Source data
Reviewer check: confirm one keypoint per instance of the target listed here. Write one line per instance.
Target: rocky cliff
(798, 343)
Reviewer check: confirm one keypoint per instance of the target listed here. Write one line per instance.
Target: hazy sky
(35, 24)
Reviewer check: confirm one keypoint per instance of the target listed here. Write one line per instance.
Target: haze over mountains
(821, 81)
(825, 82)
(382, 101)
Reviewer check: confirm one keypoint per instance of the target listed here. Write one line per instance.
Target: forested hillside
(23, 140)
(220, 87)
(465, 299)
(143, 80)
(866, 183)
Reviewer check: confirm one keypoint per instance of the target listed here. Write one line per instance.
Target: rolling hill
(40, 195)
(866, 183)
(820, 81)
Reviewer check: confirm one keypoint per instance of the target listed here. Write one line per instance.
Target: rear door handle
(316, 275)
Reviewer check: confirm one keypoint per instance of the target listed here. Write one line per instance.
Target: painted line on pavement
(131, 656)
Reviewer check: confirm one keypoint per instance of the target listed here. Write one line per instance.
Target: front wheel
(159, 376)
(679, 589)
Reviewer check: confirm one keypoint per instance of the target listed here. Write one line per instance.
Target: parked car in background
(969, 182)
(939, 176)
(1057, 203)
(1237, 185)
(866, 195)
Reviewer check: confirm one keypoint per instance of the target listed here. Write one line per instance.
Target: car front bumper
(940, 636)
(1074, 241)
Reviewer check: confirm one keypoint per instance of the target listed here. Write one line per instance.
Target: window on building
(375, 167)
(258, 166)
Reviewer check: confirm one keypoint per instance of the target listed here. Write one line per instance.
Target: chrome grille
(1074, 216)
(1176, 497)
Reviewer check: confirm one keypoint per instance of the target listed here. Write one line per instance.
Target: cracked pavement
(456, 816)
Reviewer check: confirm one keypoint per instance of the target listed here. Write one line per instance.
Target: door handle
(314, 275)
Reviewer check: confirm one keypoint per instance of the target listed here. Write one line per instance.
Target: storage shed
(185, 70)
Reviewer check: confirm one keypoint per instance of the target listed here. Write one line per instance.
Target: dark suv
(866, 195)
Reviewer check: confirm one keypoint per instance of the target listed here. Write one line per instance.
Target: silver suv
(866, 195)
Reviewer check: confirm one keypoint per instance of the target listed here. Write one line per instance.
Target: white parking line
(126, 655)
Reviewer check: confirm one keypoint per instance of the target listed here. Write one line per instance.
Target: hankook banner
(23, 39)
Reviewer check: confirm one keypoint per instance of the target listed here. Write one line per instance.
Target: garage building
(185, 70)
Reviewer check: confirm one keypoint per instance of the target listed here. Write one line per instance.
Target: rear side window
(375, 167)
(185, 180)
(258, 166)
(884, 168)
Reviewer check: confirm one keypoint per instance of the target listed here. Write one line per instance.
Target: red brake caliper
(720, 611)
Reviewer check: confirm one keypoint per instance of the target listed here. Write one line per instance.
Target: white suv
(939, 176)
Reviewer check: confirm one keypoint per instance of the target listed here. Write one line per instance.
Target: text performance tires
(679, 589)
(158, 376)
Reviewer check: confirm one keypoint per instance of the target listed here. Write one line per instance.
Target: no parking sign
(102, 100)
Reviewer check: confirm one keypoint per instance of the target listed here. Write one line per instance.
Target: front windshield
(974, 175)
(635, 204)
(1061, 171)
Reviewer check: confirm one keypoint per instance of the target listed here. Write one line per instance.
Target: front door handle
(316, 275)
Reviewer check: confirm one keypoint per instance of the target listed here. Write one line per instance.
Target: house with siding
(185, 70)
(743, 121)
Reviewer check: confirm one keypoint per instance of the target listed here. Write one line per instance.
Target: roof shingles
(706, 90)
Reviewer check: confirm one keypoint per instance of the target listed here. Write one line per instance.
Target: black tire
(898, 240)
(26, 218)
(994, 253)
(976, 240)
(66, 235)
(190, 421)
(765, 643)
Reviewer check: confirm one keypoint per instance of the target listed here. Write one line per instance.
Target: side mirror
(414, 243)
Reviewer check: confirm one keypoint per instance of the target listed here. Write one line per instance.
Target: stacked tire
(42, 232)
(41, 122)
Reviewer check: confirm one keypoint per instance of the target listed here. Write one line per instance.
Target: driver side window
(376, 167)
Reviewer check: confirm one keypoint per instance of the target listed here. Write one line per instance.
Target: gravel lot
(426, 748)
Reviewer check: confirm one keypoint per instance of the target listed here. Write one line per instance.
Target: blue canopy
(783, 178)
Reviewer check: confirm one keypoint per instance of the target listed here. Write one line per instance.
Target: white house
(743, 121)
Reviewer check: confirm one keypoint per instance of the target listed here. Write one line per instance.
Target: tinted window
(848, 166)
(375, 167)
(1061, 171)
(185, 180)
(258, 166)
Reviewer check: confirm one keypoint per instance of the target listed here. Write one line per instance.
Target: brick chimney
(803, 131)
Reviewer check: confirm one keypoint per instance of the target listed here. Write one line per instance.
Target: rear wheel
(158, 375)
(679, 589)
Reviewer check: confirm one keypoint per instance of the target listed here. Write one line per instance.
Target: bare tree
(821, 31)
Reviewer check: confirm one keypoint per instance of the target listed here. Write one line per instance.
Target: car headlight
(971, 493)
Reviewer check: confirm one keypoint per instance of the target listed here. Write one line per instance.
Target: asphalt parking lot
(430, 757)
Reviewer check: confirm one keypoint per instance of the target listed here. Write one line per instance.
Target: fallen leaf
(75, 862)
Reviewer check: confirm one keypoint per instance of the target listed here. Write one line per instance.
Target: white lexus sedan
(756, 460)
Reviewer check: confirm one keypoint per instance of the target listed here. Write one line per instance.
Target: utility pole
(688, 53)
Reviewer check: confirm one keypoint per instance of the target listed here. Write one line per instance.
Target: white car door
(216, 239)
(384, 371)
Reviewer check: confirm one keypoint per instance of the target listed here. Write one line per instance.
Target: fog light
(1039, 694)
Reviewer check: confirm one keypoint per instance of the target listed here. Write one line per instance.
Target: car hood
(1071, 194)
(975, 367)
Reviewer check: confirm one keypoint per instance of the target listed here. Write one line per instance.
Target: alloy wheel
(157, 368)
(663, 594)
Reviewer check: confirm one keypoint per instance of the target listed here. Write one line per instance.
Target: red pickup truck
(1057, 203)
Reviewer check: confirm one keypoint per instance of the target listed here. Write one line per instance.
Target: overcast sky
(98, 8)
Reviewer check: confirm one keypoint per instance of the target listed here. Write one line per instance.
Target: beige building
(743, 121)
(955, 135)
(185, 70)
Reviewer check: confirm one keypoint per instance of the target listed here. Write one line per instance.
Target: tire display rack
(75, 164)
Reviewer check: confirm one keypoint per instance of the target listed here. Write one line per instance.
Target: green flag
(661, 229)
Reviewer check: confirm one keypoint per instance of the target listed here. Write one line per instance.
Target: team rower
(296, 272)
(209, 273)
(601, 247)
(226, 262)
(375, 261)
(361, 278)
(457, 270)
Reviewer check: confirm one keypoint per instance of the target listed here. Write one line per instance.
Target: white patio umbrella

## [TASK GOAL]
Print every line of the records exactly. Omit nothing.

## [SOLUTION TO THIS PROBLEM]
Reviewer check: confirm one keypoint per instance of the target listed here. Write one line per instance.
Target: rocky cliff
(798, 343)
Reviewer check: confirm one keypoint per instance of the target listed here. Write one line per instance.
Target: hazy sky
(35, 24)
Reviewer check: confirm one keypoint per instance of the target listed here. Write one line per instance.
Target: haze over mountains
(821, 81)
(825, 82)
(382, 101)
Reviewer check: confirm one keypoint per instance of the target listed here. Write one line per instance.
Target: forested hillside
(23, 140)
(220, 87)
(465, 299)
(143, 80)
(866, 183)
Reviewer check: confirm one keypoint per instance of the target listed here. Write one line per instance.
Target: rolling hill
(40, 195)
(866, 183)
(820, 81)
Reviewer check: confirm one keypoint per instance of the target listed here. Write one line per instance.
Target: rear door handle
(316, 275)
Reviewer check: confirm one keypoint per instance of the target listed here. Write one line per instance.
Target: painted line on pavement
(131, 656)
Reviewer check: confirm one keypoint per instance of the target listed here. Write one line per instance.
Target: front wheel
(159, 376)
(679, 589)
Reviewer check: confirm one keypoint per instance of the target listed here. Write one line per instance.
Target: parked car in background
(969, 182)
(939, 176)
(1057, 203)
(1237, 185)
(866, 195)
Reviewer check: confirm one keypoint per instance of the target listed here. Write one line per instance.
Target: car front bumper
(940, 636)
(1074, 241)
Reviewer check: confirm one keypoint per instance of the target listed here. Write one line per instance.
Target: window on building
(375, 167)
(258, 166)
Reviewer check: confirm one keypoint per instance of the target listed here. Write one line per instance.
Target: chrome grille
(1074, 216)
(1176, 497)
Reviewer check: confirm one keypoint per instance of the target listed here. Write one line per instance.
Target: cracked pavement
(456, 816)
Reviewer check: confirm one keypoint per instance of the target listed here. Write one line per instance.
Target: door handle
(314, 275)
Reviewer check: confirm one keypoint per instance of the target listed here. Write one line per instance.
Target: storage shed
(185, 70)
Reviewer check: confirm one keypoint per instance of the target listed here. Write one line per instance.
Target: dark suv
(866, 195)
Reviewer check: confirm one keypoint per instance of the target listed here. Write one line per instance.
Target: silver suv
(866, 195)
Reviewer check: confirm one keypoint per instance of the target listed here. Write one line per instance.
Target: white parking line
(126, 655)
Reviewer check: confirm one keypoint per instance of the target listed here. Write one line per instance.
Target: hankook banner
(23, 39)
Reviewer check: confirm one keypoint per instance of the target listed here. Write one line per instance.
Target: garage building
(185, 70)
Reviewer check: confirm one keypoint per instance of the target listed here. Write one line per instance.
Target: rear side window
(375, 167)
(185, 180)
(258, 166)
(884, 168)
Reviewer check: confirm one keypoint per instance of the target listed here. Write one line per instance.
Target: red brake caliper
(720, 611)
Reviewer check: confirm one keypoint per instance of the target listed here. Write one line per instance.
Target: white suv
(939, 176)
Reviewer check: confirm one keypoint per instance of the target listed here. Write one line per instance.
Target: text performance tires
(679, 589)
(158, 376)
Reviewer check: confirm one keypoint per instance of the target listed here. Write one line per instance.
Target: no parking sign
(102, 100)
Reviewer check: confirm one keypoint per instance of the target listed here. Write one line per instance.
Target: front windshield
(974, 175)
(635, 204)
(1061, 171)
Reviewer check: confirm one keypoint per instance of the target listed here. Write one line per instance.
Target: front door handle
(316, 275)
Reviewer check: confirm one keypoint per instance of the target listed here. Write one line per instance.
Target: house with siding
(185, 70)
(743, 121)
Reviewer check: confirm one keypoint per instance of the target listed here. Write one line per instance.
Target: roof shingles
(706, 90)
Reviewer check: confirm one keypoint per instance of the target listed here. Write one line per instance.
Target: black tire
(898, 240)
(26, 218)
(994, 253)
(976, 240)
(66, 235)
(190, 421)
(765, 643)
Reviewer check: confirm one keypoint per instance of the target listed here. Write one line per instance.
Target: side mirror
(414, 243)
Reviewer check: confirm one keypoint per instance of the target listed here. Write one line per instance.
Target: stacked tire
(42, 232)
(41, 122)
Reviewer check: confirm one keypoint per instance of the target listed here. Write one line per instance.
Target: driver side window
(376, 167)
Reviewer check: confirm one keypoint per instance of the target listed here. Write one line per instance.
Target: gravel lot
(426, 748)
Reviewer check: confirm one keypoint per instance of the target listed here. Write one line per instance.
Target: blue canopy
(783, 178)
Reviewer check: confirm one keypoint per instance of the target listed here. Write one line per instance.
Target: white house
(743, 121)
Reviewer check: confirm one keypoint per instance of the target listed here. Write one line per instance.
Target: tinted window
(848, 166)
(375, 167)
(1061, 171)
(185, 180)
(258, 166)
Reviewer check: confirm one keypoint per instance of the target listed here. Write one line per instance.
Target: brick chimney
(803, 131)
Reviewer check: confirm one keypoint per instance of the target listed here. Write one line per instance.
Target: rear wheel
(158, 375)
(679, 589)
Reviewer check: confirm one keypoint per instance of the target listed here. Write one line per instance.
Target: bare tree
(821, 31)
Reviewer check: confirm one keypoint per instance of the target listed here. Write one line per instance.
Target: car headlight
(971, 493)
Reviewer check: confirm one keypoint per instance of the target listed here. Write one line per instance.
Target: asphalt parking lot
(430, 757)
Reviewer check: confirm one keypoint per instance of the target listed here. Write one line per instance.
Target: fallen leaf
(75, 862)
Reviewer check: confirm one keypoint per instance of the target listed here. Write one line per instance.
Target: white lexus sedan
(756, 460)
Reviewer check: confirm one keypoint per instance of the target listed here. Write one line per instance.
Target: utility pole
(688, 53)
Reviewer check: confirm one keypoint per instance of the target listed here. Write one line per instance.
Target: white car door
(216, 239)
(384, 371)
Reviewer check: confirm one keypoint per instance of the target listed here. Write one line per instance.
Target: fog light
(1039, 694)
Reviewer check: confirm one keypoint per instance of the target listed here. Write one line per instance.
Target: car hood
(1071, 194)
(975, 367)
Reviewer check: confirm one keypoint per instance of the target listed here. Write one line per instance.
Target: alloy wheel
(157, 368)
(663, 594)
Reviewer check: confirm one keypoint per instance of the target listed here. Write one line per instance.
Target: red pickup truck
(1057, 203)
Reviewer check: confirm one keypoint per instance of the target listed here. Write one line per instance.
Target: overcast sky
(98, 8)
Reviewer check: confirm one keypoint per instance of the target listed here. Write one line per instance.
Target: beige building
(743, 121)
(955, 135)
(185, 70)
Reviewer check: confirm one keypoint per instance of the target listed here. Write one line per instance.
Target: tire display rack
(75, 164)
Reviewer check: confirm one keypoint per instance of the target listed here. Write one line per instance.
Target: green flag
(661, 229)
Reviewer check: confirm one keypoint per instance of the target listed here. Write one line per instance.
Target: team rower
(296, 272)
(209, 273)
(601, 247)
(226, 262)
(375, 261)
(361, 278)
(457, 270)
Reviewer check: confirm one keypoint per instance of the target listed here. Write one line per instance.
Target: white patio umbrella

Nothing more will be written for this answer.